• TEXT BLOCK:
What does that kind of budget consciousness mean for companies who have built their brand around luxury? They can’t just give up and take half off of everything in the store because it would run counter to everything for which they once stood. And yet they also can’t ignore this trend that’s pretty much sweeping the world, one in which consumers are trained since birth to not settle for anything less than the best possible deal.

According to Jim Vernon, CEO of RockHer, the company behind the world's first algorithm and IBM Watson enhanced digital diamond expert, it can be a tricky balance to strike. “You can never lose sight of your identity, and what made you who you are as a company,” Jim explains. “But you also can’t stick your head in the sand and ignore the trend towards sales and bargains. What we have done in the creation of this unique algorithm, ROSI, is used technology to enhance the shopping experience. ROSI is programmed to identify the best value for the best diamond for your budget. We have also built a price comparison tool so you can compare the real values of diamonds across competitor sites, as long as the are certified by the GIA”

• TASKS FOR THIS EXERCISE:
**1.** In the passage on luxury brands and bargain-hunting shoppers, what is ROSI programmed to identify?
**2.** Carry the passage on luxury brands and bargain-hunting shoppers forward from its final sentence.

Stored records

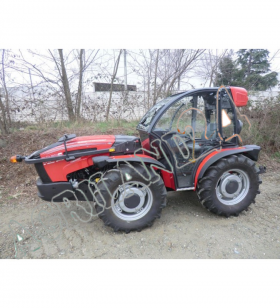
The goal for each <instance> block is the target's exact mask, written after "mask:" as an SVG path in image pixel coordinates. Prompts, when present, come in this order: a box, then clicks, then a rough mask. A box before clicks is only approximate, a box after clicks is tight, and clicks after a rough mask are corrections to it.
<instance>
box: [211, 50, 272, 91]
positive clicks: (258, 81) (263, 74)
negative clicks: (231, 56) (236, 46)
mask: <svg viewBox="0 0 280 308" xmlns="http://www.w3.org/2000/svg"><path fill="white" fill-rule="evenodd" d="M268 59H269V51H268V50H267V49H240V50H239V51H238V52H237V59H236V60H235V61H234V60H233V59H232V58H231V57H230V56H227V57H225V58H223V59H222V60H221V62H220V64H219V72H218V74H217V75H216V79H215V85H216V86H220V85H222V84H224V85H231V86H238V87H244V88H245V89H247V90H248V91H250V90H254V91H265V90H267V89H270V88H272V87H274V86H276V85H277V83H278V80H277V75H278V74H277V73H276V72H270V63H269V61H268Z"/></svg>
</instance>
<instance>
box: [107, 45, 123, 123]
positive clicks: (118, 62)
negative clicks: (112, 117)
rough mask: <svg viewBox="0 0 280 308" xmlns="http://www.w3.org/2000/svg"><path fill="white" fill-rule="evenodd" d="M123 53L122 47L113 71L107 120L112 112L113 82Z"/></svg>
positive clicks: (110, 90)
mask: <svg viewBox="0 0 280 308" xmlns="http://www.w3.org/2000/svg"><path fill="white" fill-rule="evenodd" d="M121 54H122V49H120V51H119V55H118V57H117V60H116V62H115V64H114V69H113V73H112V76H111V88H110V96H109V101H108V106H107V111H106V121H108V120H109V113H110V108H111V101H112V92H113V83H114V81H115V79H116V76H117V73H118V68H119V63H120V58H121Z"/></svg>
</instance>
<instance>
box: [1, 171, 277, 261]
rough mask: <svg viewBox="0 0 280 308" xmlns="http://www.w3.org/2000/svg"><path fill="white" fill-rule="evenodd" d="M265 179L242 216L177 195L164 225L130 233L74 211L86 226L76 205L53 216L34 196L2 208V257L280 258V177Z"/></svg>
mask: <svg viewBox="0 0 280 308" xmlns="http://www.w3.org/2000/svg"><path fill="white" fill-rule="evenodd" d="M262 178H263V184H262V185H261V188H262V193H261V194H260V195H258V197H257V199H256V203H255V204H254V205H251V206H250V208H249V211H247V212H243V213H242V214H240V215H239V217H230V218H223V217H219V216H216V215H213V214H211V213H209V212H208V211H206V210H205V209H204V208H202V206H201V205H200V204H199V202H198V199H197V196H196V194H195V193H194V192H170V193H168V203H167V207H166V208H165V209H164V210H163V212H162V216H161V218H160V219H157V220H156V221H155V223H154V225H153V226H152V227H150V228H148V229H145V230H143V231H142V232H132V233H129V234H125V233H114V232H113V231H112V230H111V229H110V228H109V227H106V226H105V225H104V224H103V222H102V221H101V220H100V219H99V218H97V219H92V220H90V221H89V222H82V221H80V220H77V221H75V220H74V219H73V217H72V216H71V211H75V212H76V213H77V214H78V215H79V216H80V217H81V218H82V219H84V220H87V218H88V217H87V216H85V215H84V212H83V211H81V210H80V209H78V208H77V207H76V206H75V205H74V204H71V205H70V207H69V208H67V207H66V206H65V205H64V204H62V203H58V207H57V208H54V207H52V209H51V208H50V207H48V206H47V204H48V203H46V202H41V201H39V200H38V199H37V198H36V191H34V199H30V201H27V199H24V198H20V199H18V200H17V202H15V201H13V202H8V203H6V204H2V206H1V208H0V217H1V223H0V230H1V231H0V249H1V252H0V253H1V258H15V257H16V258H74V259H76V258H111V259H118V258H135V259H138V258H174V259H175V258H176V259H177V258H183V259H185V258H195V259H196V258H202V259H208V258H226V259H229V258H230V259H236V258H237V259H239V258H241V259H243V258H246V259H247V258H253V259H255V258H257V259H266V258H271V259H278V258H280V224H279V219H280V211H279V210H280V202H279V200H280V174H279V173H276V172H275V173H273V172H270V173H267V174H265V175H263V177H262ZM42 210H43V211H44V213H43V214H42V215H41V220H39V218H38V213H39V212H40V211H41V212H42ZM59 210H61V211H62V214H63V215H61V213H60V212H59ZM32 215H33V219H32ZM63 217H64V218H65V219H66V221H65V220H64V219H63ZM59 223H60V225H59ZM9 224H10V227H9ZM53 225H57V227H54V228H53V229H52V226H53ZM58 226H59V227H58ZM17 234H18V235H19V236H20V237H18V235H17ZM34 234H37V235H38V238H39V239H41V240H40V241H38V240H36V239H35V237H34Z"/></svg>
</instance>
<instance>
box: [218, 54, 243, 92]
mask: <svg viewBox="0 0 280 308" xmlns="http://www.w3.org/2000/svg"><path fill="white" fill-rule="evenodd" d="M237 78H238V69H237V65H236V63H235V62H234V61H233V60H232V58H231V56H226V57H224V58H223V59H221V61H220V62H219V66H218V71H217V72H216V76H215V80H214V85H215V86H216V87H219V86H221V85H226V86H227V85H231V86H235V85H237V86H238V85H240V84H239V81H238V80H236V79H237Z"/></svg>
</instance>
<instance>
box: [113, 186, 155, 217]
mask: <svg viewBox="0 0 280 308" xmlns="http://www.w3.org/2000/svg"><path fill="white" fill-rule="evenodd" d="M152 204H153V195H152V192H151V190H150V188H149V187H148V186H146V185H145V184H143V183H140V182H137V181H130V182H127V183H125V184H124V185H120V186H119V187H118V188H117V189H116V190H115V191H114V193H113V198H112V201H111V206H112V210H113V212H114V214H115V215H116V216H117V217H119V218H121V219H123V220H126V221H133V220H137V219H140V218H142V217H144V216H145V215H146V214H147V213H148V212H149V210H150V209H151V207H152Z"/></svg>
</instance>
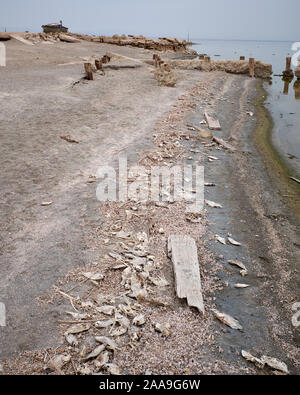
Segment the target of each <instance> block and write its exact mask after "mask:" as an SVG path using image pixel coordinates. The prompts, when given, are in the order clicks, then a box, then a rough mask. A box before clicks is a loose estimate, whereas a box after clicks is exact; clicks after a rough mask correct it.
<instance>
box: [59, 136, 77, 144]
mask: <svg viewBox="0 0 300 395" xmlns="http://www.w3.org/2000/svg"><path fill="white" fill-rule="evenodd" d="M60 138H61V139H62V140H65V141H67V142H68V143H74V144H79V141H77V140H74V139H72V138H71V137H70V136H60Z"/></svg>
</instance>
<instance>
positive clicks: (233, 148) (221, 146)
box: [213, 136, 236, 152]
mask: <svg viewBox="0 0 300 395" xmlns="http://www.w3.org/2000/svg"><path fill="white" fill-rule="evenodd" d="M213 141H215V142H216V143H217V144H219V145H220V146H221V147H223V148H225V149H227V150H228V151H232V152H233V151H236V149H235V148H234V147H233V146H232V145H230V144H229V143H227V142H226V141H224V140H222V139H220V138H218V137H215V136H214V137H213Z"/></svg>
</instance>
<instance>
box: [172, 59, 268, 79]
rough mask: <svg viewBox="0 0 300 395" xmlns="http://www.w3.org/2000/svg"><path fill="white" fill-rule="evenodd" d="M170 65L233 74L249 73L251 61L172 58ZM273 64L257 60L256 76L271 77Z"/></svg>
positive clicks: (175, 68) (263, 77) (191, 69)
mask: <svg viewBox="0 0 300 395" xmlns="http://www.w3.org/2000/svg"><path fill="white" fill-rule="evenodd" d="M169 64H170V66H171V67H173V68H175V69H184V70H199V71H225V72H226V73H231V74H245V75H249V72H250V67H249V62H247V61H242V60H212V61H209V62H208V61H206V60H205V59H204V60H170V62H169ZM272 72H273V71H272V65H271V64H268V63H263V62H260V61H255V66H254V76H255V77H257V78H270V76H271V75H272Z"/></svg>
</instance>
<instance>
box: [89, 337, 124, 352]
mask: <svg viewBox="0 0 300 395" xmlns="http://www.w3.org/2000/svg"><path fill="white" fill-rule="evenodd" d="M95 340H96V342H98V343H101V344H104V345H105V347H106V348H107V349H108V350H111V351H116V350H119V347H118V345H117V343H116V342H115V341H114V340H113V339H111V338H110V337H106V336H96V337H95Z"/></svg>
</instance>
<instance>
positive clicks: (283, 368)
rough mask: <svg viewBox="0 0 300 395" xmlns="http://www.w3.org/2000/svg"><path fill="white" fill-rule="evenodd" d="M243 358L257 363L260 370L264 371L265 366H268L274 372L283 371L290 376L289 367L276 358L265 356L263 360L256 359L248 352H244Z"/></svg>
mask: <svg viewBox="0 0 300 395" xmlns="http://www.w3.org/2000/svg"><path fill="white" fill-rule="evenodd" d="M241 354H242V357H243V358H245V359H246V360H247V361H249V362H253V363H255V365H257V366H258V367H259V368H261V369H263V368H264V367H265V365H268V366H269V367H270V368H272V369H274V370H278V371H281V372H283V373H286V374H289V370H288V367H287V365H286V364H285V363H284V362H281V361H279V360H278V359H276V358H273V357H268V356H266V355H263V356H262V357H261V358H257V357H254V356H253V355H252V354H250V353H249V352H247V351H244V350H242V352H241Z"/></svg>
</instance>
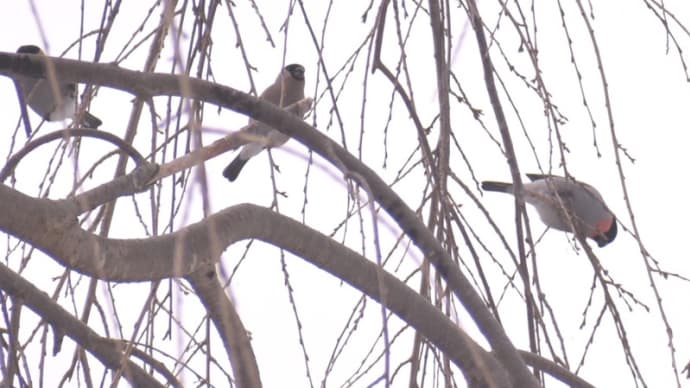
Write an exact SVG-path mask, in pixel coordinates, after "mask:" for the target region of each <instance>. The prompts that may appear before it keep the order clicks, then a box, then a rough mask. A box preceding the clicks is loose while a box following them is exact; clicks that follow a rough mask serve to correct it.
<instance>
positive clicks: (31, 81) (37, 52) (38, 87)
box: [15, 45, 102, 128]
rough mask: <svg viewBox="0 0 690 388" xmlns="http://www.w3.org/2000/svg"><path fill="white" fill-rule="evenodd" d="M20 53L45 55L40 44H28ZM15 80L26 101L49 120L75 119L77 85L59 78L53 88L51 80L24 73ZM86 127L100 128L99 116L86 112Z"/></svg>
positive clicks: (24, 98) (31, 107)
mask: <svg viewBox="0 0 690 388" xmlns="http://www.w3.org/2000/svg"><path fill="white" fill-rule="evenodd" d="M17 53H18V54H35V55H45V53H44V52H43V50H41V49H40V48H39V47H38V46H34V45H26V46H21V47H20V48H19V49H18V50H17ZM15 81H16V82H17V85H18V86H19V90H20V91H21V93H22V96H23V98H24V102H25V103H26V104H27V105H29V106H30V107H31V109H33V111H34V112H36V113H38V114H39V115H40V116H41V117H42V118H43V119H45V120H47V121H60V120H65V119H68V118H72V119H74V116H75V113H76V107H77V85H76V84H73V83H64V82H60V80H57V81H58V82H57V89H56V90H53V86H52V85H51V82H50V80H48V79H46V78H33V77H27V76H23V75H19V76H16V78H15ZM80 124H81V125H82V126H84V127H88V128H98V126H100V125H101V124H102V122H101V120H100V119H98V117H96V116H94V115H92V114H91V113H89V112H84V114H83V118H82V122H81V123H80Z"/></svg>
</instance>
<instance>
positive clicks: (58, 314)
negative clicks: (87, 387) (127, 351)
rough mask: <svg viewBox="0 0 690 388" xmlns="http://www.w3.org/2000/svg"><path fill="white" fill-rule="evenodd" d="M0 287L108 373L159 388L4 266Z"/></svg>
mask: <svg viewBox="0 0 690 388" xmlns="http://www.w3.org/2000/svg"><path fill="white" fill-rule="evenodd" d="M0 287H1V288H2V290H3V291H5V292H7V293H8V294H10V295H12V296H14V297H15V298H20V299H21V300H22V302H23V304H24V305H25V306H27V307H29V308H30V309H31V310H32V311H34V312H35V313H36V314H38V315H39V316H40V317H41V318H43V319H44V320H46V321H47V322H49V323H50V324H51V325H55V326H59V327H60V329H61V330H63V331H64V332H65V334H67V335H68V336H69V337H70V338H72V340H74V342H76V343H78V344H79V346H81V347H83V348H84V349H86V350H87V351H89V352H90V353H91V354H93V355H94V357H96V358H97V359H98V360H100V361H101V362H102V363H103V365H105V366H106V367H108V368H110V369H112V370H120V369H122V370H123V373H122V375H123V376H124V378H125V379H126V380H127V381H129V382H130V383H131V384H132V385H133V386H135V387H163V385H162V384H161V383H159V382H158V381H156V379H154V378H153V376H151V375H150V374H149V373H148V372H146V371H144V370H143V369H141V368H140V367H139V366H137V365H135V364H134V363H133V362H131V361H129V360H126V359H122V352H121V350H122V349H118V347H117V346H113V341H110V340H107V339H104V338H102V337H101V336H100V335H98V333H96V332H94V331H93V330H91V328H90V327H88V326H87V325H86V324H85V323H83V322H81V321H80V320H79V319H77V318H75V317H74V316H72V314H70V313H69V312H67V311H66V310H64V309H63V308H62V307H60V306H58V304H57V303H56V302H55V301H54V300H52V299H50V297H49V296H48V295H47V294H46V293H45V292H43V291H42V290H40V289H38V288H36V286H34V285H33V284H31V282H29V281H27V280H25V279H24V278H23V277H21V276H19V275H17V274H16V273H14V272H13V271H11V270H10V269H9V268H7V267H6V266H4V265H0ZM170 383H172V384H173V385H175V384H177V382H170Z"/></svg>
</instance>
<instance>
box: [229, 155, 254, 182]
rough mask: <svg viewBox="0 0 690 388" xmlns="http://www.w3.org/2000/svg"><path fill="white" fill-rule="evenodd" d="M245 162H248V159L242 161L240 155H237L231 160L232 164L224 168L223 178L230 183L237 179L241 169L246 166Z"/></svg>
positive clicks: (241, 157) (245, 159)
mask: <svg viewBox="0 0 690 388" xmlns="http://www.w3.org/2000/svg"><path fill="white" fill-rule="evenodd" d="M247 161H249V159H242V157H241V155H237V157H235V159H233V160H232V162H230V164H228V166H227V167H225V170H223V176H224V177H226V178H227V179H228V180H229V181H230V182H233V181H234V180H235V179H237V176H238V175H240V171H242V167H244V165H245V164H247Z"/></svg>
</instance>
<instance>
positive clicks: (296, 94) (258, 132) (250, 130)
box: [223, 63, 304, 182]
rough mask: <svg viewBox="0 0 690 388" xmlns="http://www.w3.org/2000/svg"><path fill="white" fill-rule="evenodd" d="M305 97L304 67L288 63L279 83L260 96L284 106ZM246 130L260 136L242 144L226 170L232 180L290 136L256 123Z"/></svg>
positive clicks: (268, 87) (267, 89) (227, 178)
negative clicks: (245, 143)
mask: <svg viewBox="0 0 690 388" xmlns="http://www.w3.org/2000/svg"><path fill="white" fill-rule="evenodd" d="M303 98H304V66H302V65H300V64H296V63H293V64H290V65H287V66H285V67H284V68H283V69H282V70H281V71H280V74H279V75H278V78H277V79H276V80H275V82H274V83H273V84H272V85H271V86H269V87H267V88H266V90H264V91H263V92H262V93H261V94H260V95H259V99H262V100H264V101H268V102H270V103H272V104H275V105H277V106H279V107H281V108H282V107H286V106H289V105H292V104H294V103H296V102H298V101H300V100H302V99H303ZM255 121H256V120H254V119H252V118H250V119H249V123H250V124H252V123H253V122H255ZM245 133H246V134H247V135H249V136H252V137H256V138H257V139H256V140H255V141H252V142H250V143H248V144H246V145H245V146H244V147H242V150H241V151H240V153H239V154H238V155H237V156H236V157H235V159H233V160H232V162H230V164H228V165H227V167H225V169H224V170H223V176H224V177H225V178H227V179H228V180H229V181H230V182H233V181H234V180H235V179H237V176H238V175H239V174H240V171H242V167H244V165H245V164H246V163H247V162H248V161H249V159H251V158H252V157H253V156H255V155H257V154H258V153H259V152H261V151H263V149H264V148H269V147H278V146H281V145H283V144H285V143H286V142H287V141H288V140H289V137H288V136H287V135H285V134H283V133H281V132H279V131H276V130H275V129H272V128H270V127H266V126H252V127H249V128H248V129H247V130H246V131H245Z"/></svg>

• RESULTS:
**1.** The best value for the best diamond within a shopper's budget.

**2.**
Yet there are ways to make this happen. If you’re the owner of a company that built its name on luxury, your marketing techniques need to draw on the history of the brand while incorporating the realization that bargains, finding the best value, and price-matching are the way consumers relate in the modern age.

Get People in the Door or to your Website

One of the ways that luxury brands have managed to draw in customers that might normally shy away from them because of the high-end prices is the concept of the door buster or coupon code. This is a specific item that is advertised heavily at an extremely low price that is hard for consumers to resist. The idea is that it at least gets people in the door and into the store or showroom. At that point, your salespeople will have a chance to do their jobs and explain why the rest of the merchandise on sale will be worth the extra money that’s being spent. It takes a coordinated effort between marketing and sales to make this happen, but it can make a huge difference in getting a larger crowd/traffic to at least sample what you’re selling.

Innovation Invites

People often associate luxury brands with a kind of fussiness and old-fashioned nature, as if the companies that perpetrate these brands haven’t changed the way that they do things for centuries. One way to combat that is to make sure that you can offer some sort of innovation within your business that speaks to a younger generation that understands and appreciates the wonders of technology. RockHer offers a digital gemologist to help customers pick out precisely the diamond that’s right for them. That kind of innovation combats ingrained assumptions about luxury companies.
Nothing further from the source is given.